Whenever a line in the data holds the string "upper", pull that line out.

## Collection entries
......

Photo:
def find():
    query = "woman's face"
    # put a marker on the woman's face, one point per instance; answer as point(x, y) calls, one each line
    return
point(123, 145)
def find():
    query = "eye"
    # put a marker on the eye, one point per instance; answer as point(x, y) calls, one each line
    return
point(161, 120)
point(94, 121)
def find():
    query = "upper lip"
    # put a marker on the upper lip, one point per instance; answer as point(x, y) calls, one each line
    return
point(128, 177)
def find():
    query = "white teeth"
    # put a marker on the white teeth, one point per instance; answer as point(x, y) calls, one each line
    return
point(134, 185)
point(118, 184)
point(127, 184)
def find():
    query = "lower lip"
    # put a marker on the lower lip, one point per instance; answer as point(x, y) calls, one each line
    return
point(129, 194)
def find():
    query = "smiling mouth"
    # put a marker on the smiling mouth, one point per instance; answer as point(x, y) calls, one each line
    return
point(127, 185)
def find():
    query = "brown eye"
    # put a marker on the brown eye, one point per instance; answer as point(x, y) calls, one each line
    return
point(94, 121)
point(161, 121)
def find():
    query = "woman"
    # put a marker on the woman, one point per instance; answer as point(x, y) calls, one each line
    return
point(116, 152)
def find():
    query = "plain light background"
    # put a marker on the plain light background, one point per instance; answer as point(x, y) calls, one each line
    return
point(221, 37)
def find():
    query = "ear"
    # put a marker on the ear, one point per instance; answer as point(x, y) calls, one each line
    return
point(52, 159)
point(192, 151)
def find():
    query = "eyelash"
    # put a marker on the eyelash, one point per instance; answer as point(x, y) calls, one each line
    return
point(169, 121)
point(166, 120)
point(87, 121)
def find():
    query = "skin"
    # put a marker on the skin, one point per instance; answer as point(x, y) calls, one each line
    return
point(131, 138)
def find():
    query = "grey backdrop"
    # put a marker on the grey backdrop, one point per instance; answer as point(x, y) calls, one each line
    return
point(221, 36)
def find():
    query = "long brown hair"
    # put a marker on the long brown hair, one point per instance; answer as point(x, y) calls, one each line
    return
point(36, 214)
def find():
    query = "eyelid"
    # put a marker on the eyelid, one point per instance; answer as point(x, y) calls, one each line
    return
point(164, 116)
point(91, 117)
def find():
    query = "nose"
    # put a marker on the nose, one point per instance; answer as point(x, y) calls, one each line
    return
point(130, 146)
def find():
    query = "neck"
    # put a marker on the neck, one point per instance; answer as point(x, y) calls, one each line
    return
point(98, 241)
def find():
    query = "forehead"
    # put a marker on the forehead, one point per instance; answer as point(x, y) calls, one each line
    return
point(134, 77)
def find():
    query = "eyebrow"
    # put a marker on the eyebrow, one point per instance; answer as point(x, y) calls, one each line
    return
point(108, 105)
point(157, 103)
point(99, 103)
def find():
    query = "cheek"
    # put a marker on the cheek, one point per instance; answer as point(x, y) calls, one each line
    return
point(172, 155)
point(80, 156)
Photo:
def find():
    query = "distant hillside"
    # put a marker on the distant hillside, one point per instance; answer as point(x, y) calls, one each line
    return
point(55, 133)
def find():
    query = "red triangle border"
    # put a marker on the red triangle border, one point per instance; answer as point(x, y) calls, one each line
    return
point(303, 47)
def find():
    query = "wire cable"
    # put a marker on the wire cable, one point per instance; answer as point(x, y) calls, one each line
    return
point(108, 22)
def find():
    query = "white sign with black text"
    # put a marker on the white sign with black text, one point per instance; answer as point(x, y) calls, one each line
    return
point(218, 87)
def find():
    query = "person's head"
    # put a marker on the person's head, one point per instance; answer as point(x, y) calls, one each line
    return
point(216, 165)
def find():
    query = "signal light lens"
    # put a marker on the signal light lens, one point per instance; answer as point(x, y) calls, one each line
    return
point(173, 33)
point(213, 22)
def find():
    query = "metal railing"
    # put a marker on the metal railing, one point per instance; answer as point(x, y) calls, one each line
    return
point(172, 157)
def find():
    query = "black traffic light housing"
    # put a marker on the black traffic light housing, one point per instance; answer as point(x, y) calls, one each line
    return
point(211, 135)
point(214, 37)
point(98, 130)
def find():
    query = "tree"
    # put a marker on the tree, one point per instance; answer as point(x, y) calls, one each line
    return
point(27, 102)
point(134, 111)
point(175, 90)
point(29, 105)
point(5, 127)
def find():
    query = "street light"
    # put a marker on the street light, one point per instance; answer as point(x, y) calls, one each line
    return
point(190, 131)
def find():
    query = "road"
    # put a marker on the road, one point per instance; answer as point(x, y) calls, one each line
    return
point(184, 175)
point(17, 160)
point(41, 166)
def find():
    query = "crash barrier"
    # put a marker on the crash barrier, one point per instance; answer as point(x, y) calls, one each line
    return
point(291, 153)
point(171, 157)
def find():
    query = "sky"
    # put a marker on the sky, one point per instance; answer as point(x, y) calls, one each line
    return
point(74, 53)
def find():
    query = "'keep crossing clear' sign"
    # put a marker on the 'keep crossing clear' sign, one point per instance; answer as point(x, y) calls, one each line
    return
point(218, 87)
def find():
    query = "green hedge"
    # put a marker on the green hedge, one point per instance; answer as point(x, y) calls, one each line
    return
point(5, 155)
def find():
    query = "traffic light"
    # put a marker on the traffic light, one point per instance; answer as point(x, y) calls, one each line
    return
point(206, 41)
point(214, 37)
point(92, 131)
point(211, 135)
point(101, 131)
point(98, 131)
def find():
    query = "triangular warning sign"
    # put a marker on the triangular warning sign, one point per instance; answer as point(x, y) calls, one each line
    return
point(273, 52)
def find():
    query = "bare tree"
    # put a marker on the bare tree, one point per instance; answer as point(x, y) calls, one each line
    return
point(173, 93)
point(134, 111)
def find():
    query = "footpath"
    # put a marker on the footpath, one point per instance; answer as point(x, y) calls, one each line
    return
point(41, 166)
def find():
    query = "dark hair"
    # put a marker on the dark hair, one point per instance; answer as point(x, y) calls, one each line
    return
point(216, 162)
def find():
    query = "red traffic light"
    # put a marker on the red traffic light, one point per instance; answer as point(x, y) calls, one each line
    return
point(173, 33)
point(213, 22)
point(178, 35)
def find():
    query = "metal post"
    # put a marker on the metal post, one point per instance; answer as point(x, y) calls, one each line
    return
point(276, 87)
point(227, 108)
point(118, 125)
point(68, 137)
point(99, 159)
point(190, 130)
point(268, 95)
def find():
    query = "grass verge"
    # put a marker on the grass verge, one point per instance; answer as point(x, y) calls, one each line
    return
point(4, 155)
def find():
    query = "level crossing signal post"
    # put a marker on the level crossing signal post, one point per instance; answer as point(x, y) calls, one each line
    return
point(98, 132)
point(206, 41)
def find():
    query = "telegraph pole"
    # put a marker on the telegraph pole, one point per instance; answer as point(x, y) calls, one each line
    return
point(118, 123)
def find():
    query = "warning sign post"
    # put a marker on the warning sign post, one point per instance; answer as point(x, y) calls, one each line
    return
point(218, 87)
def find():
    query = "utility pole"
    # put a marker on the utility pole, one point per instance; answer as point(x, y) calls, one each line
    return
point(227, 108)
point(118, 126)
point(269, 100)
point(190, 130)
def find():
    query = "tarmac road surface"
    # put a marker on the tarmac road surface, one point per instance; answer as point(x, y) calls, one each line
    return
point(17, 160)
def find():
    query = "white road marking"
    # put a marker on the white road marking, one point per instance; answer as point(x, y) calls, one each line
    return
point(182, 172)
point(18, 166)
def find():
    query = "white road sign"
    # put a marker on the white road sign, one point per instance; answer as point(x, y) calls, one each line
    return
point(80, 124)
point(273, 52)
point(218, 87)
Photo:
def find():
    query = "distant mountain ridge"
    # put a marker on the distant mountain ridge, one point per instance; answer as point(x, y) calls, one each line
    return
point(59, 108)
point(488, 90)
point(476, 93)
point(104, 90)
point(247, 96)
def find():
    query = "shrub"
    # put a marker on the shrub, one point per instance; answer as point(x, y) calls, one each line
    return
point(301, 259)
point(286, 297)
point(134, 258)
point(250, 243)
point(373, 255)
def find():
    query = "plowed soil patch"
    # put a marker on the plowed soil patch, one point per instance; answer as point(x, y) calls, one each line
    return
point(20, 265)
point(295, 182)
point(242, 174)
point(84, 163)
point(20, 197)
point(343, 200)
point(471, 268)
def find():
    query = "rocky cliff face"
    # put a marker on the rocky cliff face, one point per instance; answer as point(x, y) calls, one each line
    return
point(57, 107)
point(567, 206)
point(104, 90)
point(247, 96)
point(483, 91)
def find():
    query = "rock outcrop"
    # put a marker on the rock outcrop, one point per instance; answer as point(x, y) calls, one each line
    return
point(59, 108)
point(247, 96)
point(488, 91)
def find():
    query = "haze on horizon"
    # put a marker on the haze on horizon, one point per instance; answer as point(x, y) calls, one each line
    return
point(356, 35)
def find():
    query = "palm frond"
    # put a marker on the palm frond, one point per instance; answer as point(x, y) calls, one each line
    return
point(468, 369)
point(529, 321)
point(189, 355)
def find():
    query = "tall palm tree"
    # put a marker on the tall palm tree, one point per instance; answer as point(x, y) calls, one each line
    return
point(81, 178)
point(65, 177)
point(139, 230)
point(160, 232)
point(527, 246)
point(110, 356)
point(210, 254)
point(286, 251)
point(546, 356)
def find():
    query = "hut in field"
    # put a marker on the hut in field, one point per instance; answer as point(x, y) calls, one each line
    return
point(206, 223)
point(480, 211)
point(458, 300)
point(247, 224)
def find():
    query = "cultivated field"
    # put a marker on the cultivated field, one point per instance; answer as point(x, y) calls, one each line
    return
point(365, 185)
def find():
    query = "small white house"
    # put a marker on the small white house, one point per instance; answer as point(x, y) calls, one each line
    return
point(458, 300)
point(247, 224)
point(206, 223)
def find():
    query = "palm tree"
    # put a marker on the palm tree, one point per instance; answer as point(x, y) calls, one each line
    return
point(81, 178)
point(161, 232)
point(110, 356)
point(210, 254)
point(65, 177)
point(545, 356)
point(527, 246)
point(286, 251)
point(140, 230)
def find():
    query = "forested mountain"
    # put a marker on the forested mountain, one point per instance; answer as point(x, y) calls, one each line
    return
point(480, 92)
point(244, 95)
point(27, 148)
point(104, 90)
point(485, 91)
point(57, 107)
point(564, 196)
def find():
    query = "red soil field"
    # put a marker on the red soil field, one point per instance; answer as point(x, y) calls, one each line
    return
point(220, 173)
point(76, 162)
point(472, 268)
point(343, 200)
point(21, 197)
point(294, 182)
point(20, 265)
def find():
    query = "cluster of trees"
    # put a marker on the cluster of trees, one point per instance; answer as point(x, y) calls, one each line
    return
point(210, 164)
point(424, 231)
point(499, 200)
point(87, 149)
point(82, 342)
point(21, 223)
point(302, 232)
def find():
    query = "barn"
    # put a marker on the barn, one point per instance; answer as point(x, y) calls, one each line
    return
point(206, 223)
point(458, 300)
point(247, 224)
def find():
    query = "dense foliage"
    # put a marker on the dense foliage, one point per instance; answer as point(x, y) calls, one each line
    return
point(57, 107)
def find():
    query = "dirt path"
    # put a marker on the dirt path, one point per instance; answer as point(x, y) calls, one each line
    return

......

## Reply to the task
    query = "upper lip"
    # put a marker on the upper lip, one point per instance; answer as point(x, y) calls, one each line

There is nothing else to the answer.